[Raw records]
— Begin —
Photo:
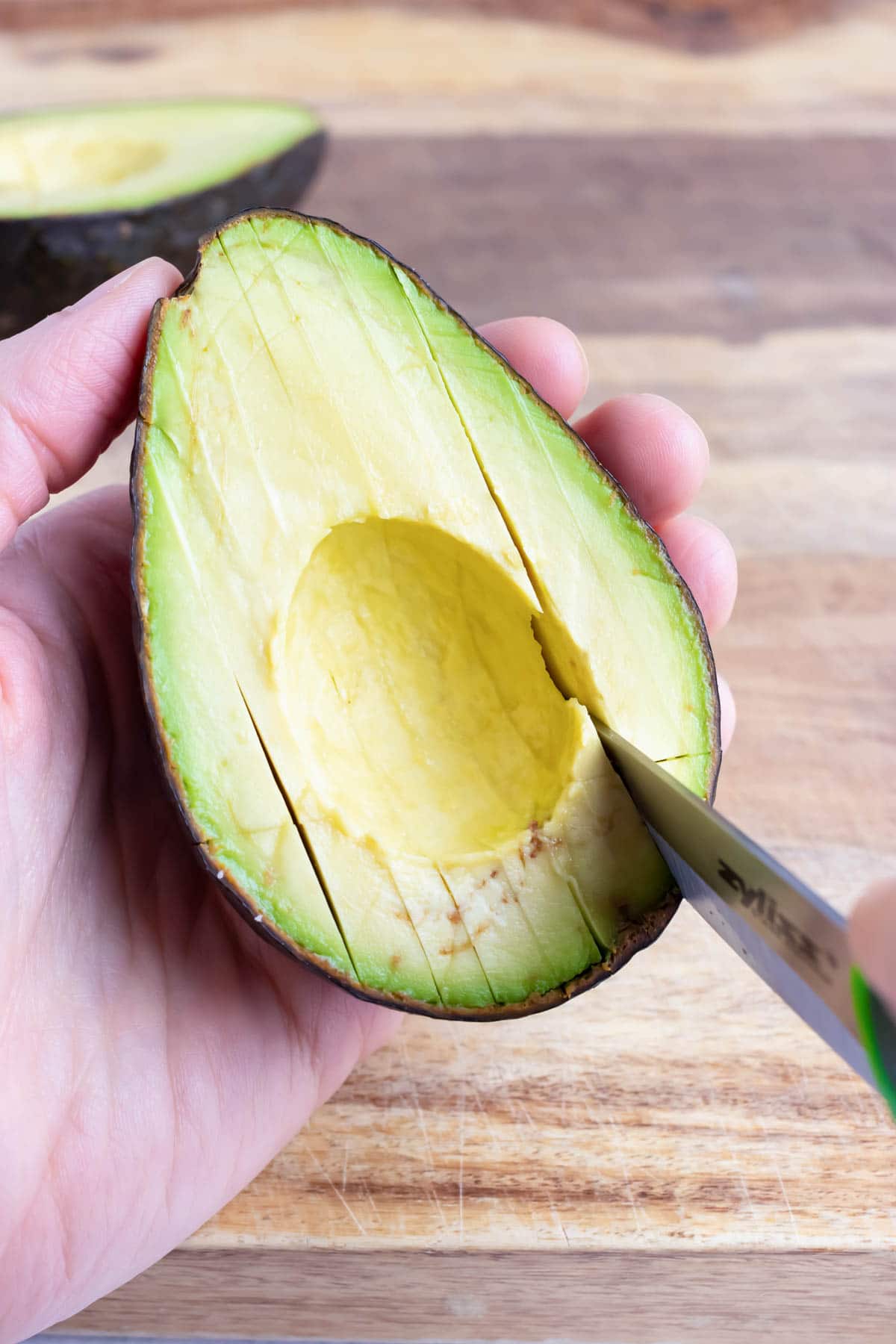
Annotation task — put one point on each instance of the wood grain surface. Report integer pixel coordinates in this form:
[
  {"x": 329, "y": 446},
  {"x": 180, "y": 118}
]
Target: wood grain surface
— End —
— Begin —
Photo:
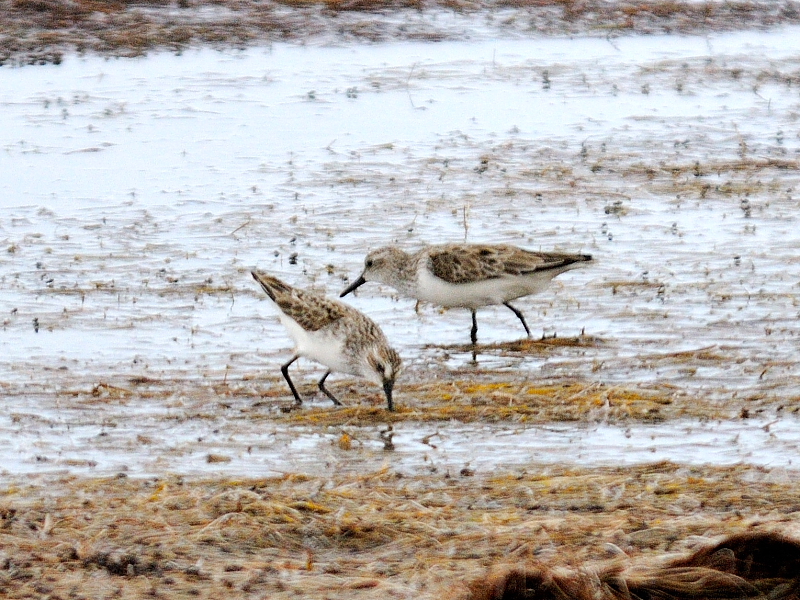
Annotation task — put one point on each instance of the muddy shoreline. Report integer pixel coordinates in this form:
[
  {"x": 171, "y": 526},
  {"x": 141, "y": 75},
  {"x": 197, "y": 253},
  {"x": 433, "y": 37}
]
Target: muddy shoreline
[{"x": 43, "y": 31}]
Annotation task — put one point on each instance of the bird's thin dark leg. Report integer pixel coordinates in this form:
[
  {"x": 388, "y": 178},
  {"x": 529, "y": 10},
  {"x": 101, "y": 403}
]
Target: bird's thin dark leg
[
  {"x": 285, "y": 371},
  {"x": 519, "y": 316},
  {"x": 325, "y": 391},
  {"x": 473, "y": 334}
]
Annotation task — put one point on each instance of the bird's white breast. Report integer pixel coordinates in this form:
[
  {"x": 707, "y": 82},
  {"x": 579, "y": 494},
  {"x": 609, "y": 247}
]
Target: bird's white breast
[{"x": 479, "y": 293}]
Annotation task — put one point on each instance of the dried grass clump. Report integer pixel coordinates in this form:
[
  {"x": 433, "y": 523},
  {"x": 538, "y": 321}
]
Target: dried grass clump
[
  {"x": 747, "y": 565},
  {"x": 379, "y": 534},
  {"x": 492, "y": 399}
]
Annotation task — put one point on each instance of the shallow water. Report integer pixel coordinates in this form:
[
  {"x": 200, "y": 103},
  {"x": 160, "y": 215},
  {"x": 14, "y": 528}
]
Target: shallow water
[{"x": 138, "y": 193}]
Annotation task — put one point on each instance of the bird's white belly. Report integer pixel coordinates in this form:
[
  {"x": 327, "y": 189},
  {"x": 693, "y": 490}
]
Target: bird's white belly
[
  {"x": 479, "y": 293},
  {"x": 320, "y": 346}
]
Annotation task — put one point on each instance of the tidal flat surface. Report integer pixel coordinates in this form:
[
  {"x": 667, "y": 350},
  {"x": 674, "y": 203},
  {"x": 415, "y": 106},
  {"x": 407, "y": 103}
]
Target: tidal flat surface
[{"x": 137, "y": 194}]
— End —
— Begin —
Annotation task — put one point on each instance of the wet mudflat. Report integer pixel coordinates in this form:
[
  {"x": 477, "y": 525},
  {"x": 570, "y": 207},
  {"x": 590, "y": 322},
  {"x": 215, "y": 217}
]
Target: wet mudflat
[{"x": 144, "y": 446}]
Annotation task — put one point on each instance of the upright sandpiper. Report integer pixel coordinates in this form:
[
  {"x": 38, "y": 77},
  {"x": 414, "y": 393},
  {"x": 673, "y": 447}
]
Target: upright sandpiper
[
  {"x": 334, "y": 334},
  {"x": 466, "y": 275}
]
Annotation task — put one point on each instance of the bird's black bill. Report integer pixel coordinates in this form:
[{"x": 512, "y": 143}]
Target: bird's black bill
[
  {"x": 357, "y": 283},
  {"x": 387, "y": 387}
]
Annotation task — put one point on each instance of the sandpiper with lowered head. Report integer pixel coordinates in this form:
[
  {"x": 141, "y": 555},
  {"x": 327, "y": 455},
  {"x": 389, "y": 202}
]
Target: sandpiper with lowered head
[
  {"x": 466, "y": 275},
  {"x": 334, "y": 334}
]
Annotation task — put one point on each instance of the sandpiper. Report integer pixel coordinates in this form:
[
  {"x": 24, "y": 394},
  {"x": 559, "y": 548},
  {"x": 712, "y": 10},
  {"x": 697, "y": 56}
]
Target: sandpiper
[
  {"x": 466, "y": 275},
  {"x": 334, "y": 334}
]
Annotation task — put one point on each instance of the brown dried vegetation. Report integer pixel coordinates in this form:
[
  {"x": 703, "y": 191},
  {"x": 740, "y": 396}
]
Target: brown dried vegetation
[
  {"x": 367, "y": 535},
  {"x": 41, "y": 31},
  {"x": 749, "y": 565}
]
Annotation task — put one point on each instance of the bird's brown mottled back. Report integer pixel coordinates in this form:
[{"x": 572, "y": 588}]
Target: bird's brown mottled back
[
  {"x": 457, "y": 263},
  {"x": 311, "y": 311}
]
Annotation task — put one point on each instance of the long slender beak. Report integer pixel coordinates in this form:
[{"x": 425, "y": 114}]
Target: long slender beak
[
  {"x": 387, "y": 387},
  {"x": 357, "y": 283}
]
— End —
What is required: List every line of the records above that contains the string "bill". Case counts.

Result of the task:
Annotation task — put one point on each instance of the bird's black bill. Report integer pixel coordinates in this form:
Target: bird's black bill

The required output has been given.